* [What is required]
Please update the data below by replacing "rough mask" with "coarse mask" and leaving everything else unchanged. Leave the pictures out of your answer.
=====
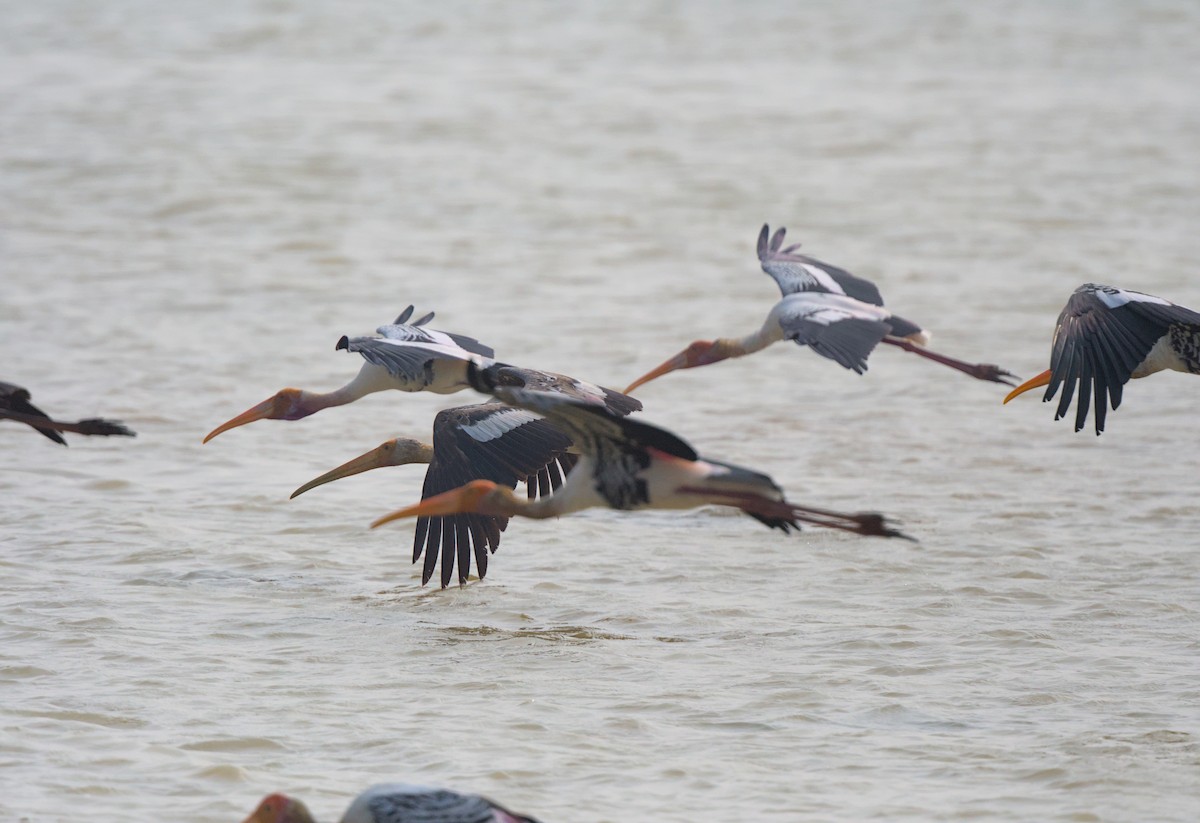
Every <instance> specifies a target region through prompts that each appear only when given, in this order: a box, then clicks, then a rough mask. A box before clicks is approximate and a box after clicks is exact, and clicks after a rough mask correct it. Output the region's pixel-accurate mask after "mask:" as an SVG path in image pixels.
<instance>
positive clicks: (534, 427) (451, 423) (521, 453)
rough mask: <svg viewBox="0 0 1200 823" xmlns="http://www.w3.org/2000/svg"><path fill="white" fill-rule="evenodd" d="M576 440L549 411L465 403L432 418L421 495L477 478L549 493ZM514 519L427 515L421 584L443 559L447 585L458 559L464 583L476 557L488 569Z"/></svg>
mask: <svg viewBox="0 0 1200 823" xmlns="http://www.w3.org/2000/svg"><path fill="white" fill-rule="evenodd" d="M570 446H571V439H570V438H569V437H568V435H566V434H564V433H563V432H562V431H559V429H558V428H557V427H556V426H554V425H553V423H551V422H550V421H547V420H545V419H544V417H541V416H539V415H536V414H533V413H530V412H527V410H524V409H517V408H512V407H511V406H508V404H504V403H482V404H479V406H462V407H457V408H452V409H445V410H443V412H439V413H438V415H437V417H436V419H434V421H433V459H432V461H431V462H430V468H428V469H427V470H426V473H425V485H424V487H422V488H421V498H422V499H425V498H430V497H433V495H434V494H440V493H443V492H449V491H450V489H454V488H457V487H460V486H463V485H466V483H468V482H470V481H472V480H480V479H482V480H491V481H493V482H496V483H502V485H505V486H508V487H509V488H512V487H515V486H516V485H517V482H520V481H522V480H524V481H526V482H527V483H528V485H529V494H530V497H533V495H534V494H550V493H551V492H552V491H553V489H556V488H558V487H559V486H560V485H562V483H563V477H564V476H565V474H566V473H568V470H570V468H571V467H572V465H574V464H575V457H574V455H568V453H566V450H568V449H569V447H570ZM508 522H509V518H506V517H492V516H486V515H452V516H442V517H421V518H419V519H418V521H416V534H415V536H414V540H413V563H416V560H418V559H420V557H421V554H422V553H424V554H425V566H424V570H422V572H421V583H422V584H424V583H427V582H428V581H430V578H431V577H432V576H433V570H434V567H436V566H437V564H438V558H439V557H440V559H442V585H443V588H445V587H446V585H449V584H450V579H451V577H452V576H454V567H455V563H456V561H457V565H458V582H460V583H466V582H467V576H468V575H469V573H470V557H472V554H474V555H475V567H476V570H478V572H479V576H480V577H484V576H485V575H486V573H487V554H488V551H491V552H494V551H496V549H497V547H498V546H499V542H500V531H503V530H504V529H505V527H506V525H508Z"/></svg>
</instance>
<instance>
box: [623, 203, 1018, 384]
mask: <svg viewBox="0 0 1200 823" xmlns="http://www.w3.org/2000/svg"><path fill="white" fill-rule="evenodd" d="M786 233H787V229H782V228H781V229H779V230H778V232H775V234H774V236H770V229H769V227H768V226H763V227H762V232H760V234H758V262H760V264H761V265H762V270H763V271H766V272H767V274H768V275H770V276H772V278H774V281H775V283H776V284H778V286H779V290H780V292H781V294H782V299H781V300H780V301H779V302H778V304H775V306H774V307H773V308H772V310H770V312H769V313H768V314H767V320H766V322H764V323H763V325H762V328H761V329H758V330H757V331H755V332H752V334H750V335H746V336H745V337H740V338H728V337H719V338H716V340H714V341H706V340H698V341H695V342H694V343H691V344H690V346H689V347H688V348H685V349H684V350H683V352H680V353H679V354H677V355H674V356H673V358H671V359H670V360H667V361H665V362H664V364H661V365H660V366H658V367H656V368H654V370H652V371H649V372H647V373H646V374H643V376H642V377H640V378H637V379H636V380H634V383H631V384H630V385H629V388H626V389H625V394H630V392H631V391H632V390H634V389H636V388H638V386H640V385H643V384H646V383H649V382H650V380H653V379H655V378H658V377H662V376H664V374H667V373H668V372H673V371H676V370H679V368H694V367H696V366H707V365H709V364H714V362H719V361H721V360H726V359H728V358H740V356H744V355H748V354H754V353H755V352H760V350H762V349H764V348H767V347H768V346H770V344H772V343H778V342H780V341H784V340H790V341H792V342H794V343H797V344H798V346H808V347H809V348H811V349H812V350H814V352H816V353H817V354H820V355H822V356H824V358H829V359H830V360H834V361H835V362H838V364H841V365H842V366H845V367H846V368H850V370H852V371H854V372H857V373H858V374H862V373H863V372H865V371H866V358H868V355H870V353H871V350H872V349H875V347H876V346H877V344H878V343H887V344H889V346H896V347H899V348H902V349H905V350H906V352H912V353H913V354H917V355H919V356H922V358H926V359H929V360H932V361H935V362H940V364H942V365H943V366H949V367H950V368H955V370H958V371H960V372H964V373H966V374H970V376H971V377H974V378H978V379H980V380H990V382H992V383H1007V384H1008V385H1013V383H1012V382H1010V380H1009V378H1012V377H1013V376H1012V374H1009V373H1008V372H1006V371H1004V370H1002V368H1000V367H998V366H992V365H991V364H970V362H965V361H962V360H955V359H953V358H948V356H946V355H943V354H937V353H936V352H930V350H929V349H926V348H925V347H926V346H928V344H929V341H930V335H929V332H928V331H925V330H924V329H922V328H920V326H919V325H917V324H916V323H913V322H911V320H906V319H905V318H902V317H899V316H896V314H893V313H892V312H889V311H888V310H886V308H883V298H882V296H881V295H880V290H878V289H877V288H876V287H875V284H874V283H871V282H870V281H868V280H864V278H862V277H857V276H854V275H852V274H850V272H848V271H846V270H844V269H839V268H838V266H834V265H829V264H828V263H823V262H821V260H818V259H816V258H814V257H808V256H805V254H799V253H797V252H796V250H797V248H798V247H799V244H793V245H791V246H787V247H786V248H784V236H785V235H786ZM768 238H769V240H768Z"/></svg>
=====
* [Written answer]
Every <instance> specifies a target region through prompts that each appear only when given, in this order: a box, then clicks, then a coarse mask. A box before clicks is approximate and a box after clicks is exact, and clicks after a coarse mask correct it. Output the region's pixel-accurate mask after "mask:" as an SVG path in image pixels.
<instance>
positive clicks: (534, 427) (451, 423) (521, 453)
coarse mask: <svg viewBox="0 0 1200 823" xmlns="http://www.w3.org/2000/svg"><path fill="white" fill-rule="evenodd" d="M576 440L549 411L465 403L432 418L421 495L477 478L549 493ZM514 519L427 515L421 584L443 559L447 585L458 559L464 583L476 557L488 569Z"/></svg>
mask: <svg viewBox="0 0 1200 823" xmlns="http://www.w3.org/2000/svg"><path fill="white" fill-rule="evenodd" d="M570 446H571V439H570V438H569V437H568V435H566V434H564V433H563V432H562V431H559V429H558V428H557V427H556V426H554V425H553V423H551V422H550V421H547V420H545V419H544V417H541V416H539V415H536V414H533V413H530V412H527V410H524V409H517V408H512V407H511V406H508V404H504V403H482V404H479V406H462V407H457V408H452V409H445V410H443V412H439V413H438V415H437V417H436V419H434V421H433V459H432V461H431V462H430V468H428V469H427V470H426V473H425V485H424V487H422V488H421V498H422V499H425V498H430V497H433V495H434V494H440V493H443V492H449V491H450V489H454V488H457V487H460V486H463V485H466V483H468V482H470V481H472V480H480V479H482V480H491V481H493V482H496V483H502V485H505V486H508V487H509V488H512V487H515V486H516V485H517V482H520V481H522V480H524V481H526V482H527V483H528V485H529V494H530V497H533V495H534V494H550V493H551V492H552V491H553V489H556V488H558V487H559V486H560V485H562V483H563V477H564V476H565V474H566V473H568V470H570V468H571V467H572V465H574V464H575V457H574V455H568V453H566V450H568V449H569V447H570ZM508 522H509V518H506V517H492V516H486V515H452V516H442V517H421V518H419V519H418V521H416V534H415V536H414V540H413V563H416V560H418V559H420V557H421V554H422V553H424V554H425V566H424V570H422V572H421V583H422V584H424V583H427V582H428V581H430V578H431V577H432V576H433V570H434V567H436V566H437V564H438V558H439V557H440V559H442V585H443V588H445V587H446V585H449V584H450V579H451V577H452V576H454V567H455V563H456V561H457V565H458V582H460V583H466V582H467V576H468V575H469V573H470V557H472V554H474V555H475V567H476V570H478V572H479V576H480V577H484V576H485V575H486V573H487V554H488V551H491V552H494V551H496V549H497V547H498V546H499V542H500V531H503V530H504V529H505V527H506V525H508Z"/></svg>
</instance>
<instance>
box: [623, 203, 1018, 384]
mask: <svg viewBox="0 0 1200 823" xmlns="http://www.w3.org/2000/svg"><path fill="white" fill-rule="evenodd" d="M786 233H787V229H782V228H781V229H779V230H778V232H775V234H774V236H770V229H769V227H768V226H763V227H762V232H760V234H758V262H760V264H761V265H762V270H763V271H766V272H767V274H768V275H770V276H772V278H774V281H775V283H776V284H778V286H779V290H780V292H781V294H782V299H781V300H780V301H779V302H778V304H775V306H774V307H773V308H772V310H770V312H769V313H768V314H767V320H766V322H764V323H763V325H762V328H761V329H758V330H757V331H755V332H752V334H750V335H746V336H745V337H740V338H728V337H719V338H716V340H714V341H706V340H698V341H695V342H694V343H691V344H690V346H689V347H688V348H685V349H684V350H683V352H680V353H679V354H677V355H674V356H673V358H671V359H670V360H667V361H665V362H664V364H661V365H660V366H658V367H656V368H654V370H652V371H649V372H647V373H646V374H643V376H642V377H640V378H637V379H636V380H634V383H631V384H630V385H629V388H626V389H625V394H630V392H631V391H632V390H634V389H636V388H638V386H640V385H643V384H646V383H649V382H650V380H653V379H655V378H658V377H662V376H664V374H667V373H668V372H673V371H676V370H679V368H694V367H696V366H707V365H709V364H714V362H719V361H721V360H726V359H728V358H740V356H744V355H748V354H754V353H755V352H760V350H762V349H764V348H767V347H768V346H770V344H772V343H778V342H780V341H784V340H790V341H792V342H794V343H797V344H798V346H808V347H809V348H811V349H812V350H814V352H816V353H817V354H820V355H822V356H824V358H829V359H830V360H834V361H835V362H838V364H841V365H842V366H845V367H846V368H850V370H852V371H854V372H857V373H858V374H862V373H863V372H865V371H866V358H868V355H870V353H871V350H872V349H875V347H876V346H877V344H878V343H887V344H889V346H896V347H899V348H902V349H905V350H906V352H912V353H913V354H917V355H919V356H922V358H926V359H929V360H932V361H935V362H940V364H942V365H943V366H949V367H950V368H955V370H958V371H960V372H964V373H966V374H970V376H971V377H974V378H978V379H980V380H990V382H992V383H1007V384H1008V385H1013V383H1012V382H1010V380H1009V378H1012V377H1013V376H1012V374H1009V373H1008V372H1006V371H1004V370H1002V368H1000V367H998V366H992V365H991V364H970V362H965V361H962V360H955V359H953V358H948V356H946V355H943V354H937V353H936V352H930V350H929V349H926V348H925V347H926V346H928V344H929V341H930V335H929V332H928V331H925V330H924V329H922V328H920V326H919V325H917V324H916V323H913V322H911V320H906V319H905V318H902V317H899V316H896V314H893V313H892V312H889V311H888V310H886V308H883V298H882V296H881V295H880V290H878V289H877V288H876V287H875V284H874V283H871V282H870V281H868V280H864V278H862V277H857V276H854V275H852V274H850V272H848V271H846V270H844V269H839V268H838V266H834V265H829V264H828V263H823V262H821V260H818V259H816V258H814V257H808V256H805V254H799V253H797V252H796V250H797V248H798V247H799V244H793V245H791V246H787V247H786V248H784V236H785V235H786ZM768 238H769V240H768Z"/></svg>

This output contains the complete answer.